Entries drawn from a collection
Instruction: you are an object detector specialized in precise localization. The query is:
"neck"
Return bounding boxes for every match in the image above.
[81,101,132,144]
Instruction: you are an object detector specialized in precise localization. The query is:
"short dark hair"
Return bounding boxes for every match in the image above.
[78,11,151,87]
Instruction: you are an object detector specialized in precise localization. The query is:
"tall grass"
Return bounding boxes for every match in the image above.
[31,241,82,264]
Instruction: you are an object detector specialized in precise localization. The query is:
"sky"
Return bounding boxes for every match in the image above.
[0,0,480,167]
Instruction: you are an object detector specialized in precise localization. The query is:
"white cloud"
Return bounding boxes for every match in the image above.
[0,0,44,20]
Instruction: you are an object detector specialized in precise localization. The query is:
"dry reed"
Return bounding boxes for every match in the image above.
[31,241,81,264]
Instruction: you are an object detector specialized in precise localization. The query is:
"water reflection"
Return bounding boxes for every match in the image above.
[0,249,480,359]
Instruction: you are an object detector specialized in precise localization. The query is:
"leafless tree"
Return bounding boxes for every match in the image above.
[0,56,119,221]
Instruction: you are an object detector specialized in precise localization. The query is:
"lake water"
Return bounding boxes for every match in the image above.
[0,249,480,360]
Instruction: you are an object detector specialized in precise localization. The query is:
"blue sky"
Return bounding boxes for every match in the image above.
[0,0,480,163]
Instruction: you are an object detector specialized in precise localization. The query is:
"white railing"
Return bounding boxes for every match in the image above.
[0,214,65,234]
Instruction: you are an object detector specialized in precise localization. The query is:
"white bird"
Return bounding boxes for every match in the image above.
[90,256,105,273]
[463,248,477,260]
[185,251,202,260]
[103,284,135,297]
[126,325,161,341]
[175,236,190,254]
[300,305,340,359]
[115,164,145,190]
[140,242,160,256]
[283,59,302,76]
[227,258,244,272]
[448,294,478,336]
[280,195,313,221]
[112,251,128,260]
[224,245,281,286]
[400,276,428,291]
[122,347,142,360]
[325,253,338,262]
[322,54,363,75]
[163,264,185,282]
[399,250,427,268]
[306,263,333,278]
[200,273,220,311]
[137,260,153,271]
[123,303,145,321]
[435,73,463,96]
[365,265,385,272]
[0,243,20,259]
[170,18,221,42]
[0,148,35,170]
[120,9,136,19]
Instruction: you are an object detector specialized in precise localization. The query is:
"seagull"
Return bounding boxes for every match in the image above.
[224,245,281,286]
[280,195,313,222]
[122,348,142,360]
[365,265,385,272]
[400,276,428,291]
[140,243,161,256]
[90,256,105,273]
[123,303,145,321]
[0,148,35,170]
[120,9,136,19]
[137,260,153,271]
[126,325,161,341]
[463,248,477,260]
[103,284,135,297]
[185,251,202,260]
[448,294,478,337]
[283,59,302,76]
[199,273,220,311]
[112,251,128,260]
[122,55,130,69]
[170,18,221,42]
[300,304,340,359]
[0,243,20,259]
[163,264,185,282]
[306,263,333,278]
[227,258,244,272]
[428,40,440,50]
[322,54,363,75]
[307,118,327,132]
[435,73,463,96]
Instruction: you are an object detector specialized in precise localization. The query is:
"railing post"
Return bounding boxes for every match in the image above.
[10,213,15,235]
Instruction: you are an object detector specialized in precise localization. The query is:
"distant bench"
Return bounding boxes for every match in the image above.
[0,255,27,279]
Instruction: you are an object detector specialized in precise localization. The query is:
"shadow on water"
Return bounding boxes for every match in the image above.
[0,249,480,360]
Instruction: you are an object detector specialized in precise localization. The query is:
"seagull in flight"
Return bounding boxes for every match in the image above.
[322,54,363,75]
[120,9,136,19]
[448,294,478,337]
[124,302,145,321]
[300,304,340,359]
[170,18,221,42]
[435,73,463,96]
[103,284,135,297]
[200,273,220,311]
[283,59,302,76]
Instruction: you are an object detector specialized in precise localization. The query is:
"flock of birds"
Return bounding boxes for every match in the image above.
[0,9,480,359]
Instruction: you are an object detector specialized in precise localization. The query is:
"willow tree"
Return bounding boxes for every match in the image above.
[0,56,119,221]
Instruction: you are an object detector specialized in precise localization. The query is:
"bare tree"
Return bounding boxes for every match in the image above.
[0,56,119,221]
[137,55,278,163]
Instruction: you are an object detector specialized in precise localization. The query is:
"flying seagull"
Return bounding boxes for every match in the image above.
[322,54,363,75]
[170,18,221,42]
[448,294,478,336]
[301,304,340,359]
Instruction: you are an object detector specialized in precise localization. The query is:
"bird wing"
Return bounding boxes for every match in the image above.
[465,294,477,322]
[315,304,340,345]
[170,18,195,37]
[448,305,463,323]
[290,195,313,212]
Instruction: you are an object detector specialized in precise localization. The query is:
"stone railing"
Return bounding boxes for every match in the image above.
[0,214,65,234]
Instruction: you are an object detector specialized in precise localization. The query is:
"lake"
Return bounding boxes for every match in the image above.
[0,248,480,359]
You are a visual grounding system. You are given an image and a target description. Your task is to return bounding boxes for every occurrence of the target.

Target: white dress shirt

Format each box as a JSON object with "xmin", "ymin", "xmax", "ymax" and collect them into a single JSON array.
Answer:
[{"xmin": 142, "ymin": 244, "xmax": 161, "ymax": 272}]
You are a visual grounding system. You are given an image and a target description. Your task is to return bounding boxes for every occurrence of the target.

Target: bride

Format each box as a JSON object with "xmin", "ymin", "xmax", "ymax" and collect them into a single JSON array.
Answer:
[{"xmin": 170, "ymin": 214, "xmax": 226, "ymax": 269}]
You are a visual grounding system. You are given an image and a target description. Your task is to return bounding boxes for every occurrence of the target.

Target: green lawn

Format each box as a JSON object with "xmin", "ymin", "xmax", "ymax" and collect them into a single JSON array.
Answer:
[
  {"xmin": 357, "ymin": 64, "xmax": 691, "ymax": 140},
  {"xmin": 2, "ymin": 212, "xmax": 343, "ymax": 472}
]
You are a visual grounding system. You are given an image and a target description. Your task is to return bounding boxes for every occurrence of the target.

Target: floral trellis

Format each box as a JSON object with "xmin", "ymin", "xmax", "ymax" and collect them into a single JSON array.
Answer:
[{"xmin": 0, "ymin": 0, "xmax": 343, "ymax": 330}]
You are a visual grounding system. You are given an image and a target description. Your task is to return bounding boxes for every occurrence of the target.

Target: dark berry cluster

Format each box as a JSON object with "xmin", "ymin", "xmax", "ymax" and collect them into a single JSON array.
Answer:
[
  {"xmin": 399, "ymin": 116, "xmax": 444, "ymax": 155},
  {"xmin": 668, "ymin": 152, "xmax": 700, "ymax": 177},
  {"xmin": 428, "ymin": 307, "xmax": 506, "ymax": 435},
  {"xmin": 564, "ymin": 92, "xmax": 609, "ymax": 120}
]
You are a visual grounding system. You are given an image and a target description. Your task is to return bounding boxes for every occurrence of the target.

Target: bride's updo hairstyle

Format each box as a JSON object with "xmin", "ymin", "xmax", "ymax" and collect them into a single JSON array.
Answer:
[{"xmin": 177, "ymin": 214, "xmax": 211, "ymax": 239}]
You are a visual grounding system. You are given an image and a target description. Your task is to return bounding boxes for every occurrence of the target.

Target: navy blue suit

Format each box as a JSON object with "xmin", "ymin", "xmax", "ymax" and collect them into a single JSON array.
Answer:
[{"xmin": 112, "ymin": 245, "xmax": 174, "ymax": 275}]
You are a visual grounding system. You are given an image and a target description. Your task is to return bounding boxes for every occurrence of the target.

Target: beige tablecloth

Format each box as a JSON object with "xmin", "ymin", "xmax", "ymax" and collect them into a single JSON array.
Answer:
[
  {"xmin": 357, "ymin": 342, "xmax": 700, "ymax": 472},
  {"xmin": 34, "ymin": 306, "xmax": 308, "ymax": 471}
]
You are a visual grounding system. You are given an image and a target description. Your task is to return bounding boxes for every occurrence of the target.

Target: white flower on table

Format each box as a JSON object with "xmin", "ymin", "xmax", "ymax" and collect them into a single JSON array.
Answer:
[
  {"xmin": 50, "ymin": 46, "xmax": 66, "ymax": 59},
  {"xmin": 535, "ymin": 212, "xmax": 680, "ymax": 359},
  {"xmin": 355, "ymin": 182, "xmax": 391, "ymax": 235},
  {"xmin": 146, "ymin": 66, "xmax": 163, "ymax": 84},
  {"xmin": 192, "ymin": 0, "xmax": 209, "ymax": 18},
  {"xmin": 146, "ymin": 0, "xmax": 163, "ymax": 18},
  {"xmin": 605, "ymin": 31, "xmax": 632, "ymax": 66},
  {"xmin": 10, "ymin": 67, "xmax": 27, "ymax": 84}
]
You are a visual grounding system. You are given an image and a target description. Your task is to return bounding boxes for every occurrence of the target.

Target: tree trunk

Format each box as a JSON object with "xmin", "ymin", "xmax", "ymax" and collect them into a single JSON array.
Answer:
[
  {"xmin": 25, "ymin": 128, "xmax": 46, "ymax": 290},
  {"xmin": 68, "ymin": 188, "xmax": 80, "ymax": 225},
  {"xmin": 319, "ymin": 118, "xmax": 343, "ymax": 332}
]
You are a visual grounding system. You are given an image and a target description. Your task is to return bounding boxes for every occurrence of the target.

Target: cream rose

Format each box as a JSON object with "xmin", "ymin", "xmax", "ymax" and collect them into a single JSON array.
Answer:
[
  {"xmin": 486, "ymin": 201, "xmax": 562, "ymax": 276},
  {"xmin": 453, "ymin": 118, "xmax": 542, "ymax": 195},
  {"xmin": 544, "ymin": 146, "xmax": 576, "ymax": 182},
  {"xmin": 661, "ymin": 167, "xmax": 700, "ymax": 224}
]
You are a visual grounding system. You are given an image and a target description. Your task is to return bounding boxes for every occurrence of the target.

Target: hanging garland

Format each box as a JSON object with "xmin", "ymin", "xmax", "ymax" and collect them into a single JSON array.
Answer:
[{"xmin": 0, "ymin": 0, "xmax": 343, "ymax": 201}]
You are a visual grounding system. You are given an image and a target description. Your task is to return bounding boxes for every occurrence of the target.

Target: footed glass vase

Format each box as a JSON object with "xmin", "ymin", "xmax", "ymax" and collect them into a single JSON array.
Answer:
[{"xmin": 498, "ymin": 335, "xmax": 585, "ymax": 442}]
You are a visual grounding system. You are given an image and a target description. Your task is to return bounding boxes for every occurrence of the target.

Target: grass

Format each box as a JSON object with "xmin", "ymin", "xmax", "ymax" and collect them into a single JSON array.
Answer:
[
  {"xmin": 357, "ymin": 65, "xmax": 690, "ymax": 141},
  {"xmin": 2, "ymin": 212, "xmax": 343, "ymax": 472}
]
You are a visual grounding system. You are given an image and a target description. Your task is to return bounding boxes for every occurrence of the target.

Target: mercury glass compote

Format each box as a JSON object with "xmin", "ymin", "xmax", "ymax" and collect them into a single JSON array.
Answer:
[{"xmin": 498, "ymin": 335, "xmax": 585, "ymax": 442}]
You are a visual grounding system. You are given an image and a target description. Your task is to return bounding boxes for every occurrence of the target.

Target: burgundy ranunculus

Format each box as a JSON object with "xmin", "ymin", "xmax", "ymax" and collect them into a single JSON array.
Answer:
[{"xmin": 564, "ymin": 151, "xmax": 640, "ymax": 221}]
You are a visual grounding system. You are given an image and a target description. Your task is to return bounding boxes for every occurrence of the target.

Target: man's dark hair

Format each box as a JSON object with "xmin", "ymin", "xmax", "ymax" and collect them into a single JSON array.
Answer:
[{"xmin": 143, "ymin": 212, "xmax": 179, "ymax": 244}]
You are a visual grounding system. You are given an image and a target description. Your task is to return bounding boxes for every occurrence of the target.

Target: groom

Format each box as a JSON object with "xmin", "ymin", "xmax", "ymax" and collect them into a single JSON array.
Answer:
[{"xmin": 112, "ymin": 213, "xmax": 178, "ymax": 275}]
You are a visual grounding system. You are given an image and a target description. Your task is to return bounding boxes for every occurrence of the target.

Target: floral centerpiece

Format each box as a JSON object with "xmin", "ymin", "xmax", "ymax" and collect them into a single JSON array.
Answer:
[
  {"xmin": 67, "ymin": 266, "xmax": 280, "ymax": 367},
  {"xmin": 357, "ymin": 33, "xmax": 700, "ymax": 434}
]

Written task: Please extract each line of the records above that contains the word "tree", treating uppercase and lowercase as different.

Expected answer:
"leafless tree"
"willow tree"
"bare tree"
Target: tree trunk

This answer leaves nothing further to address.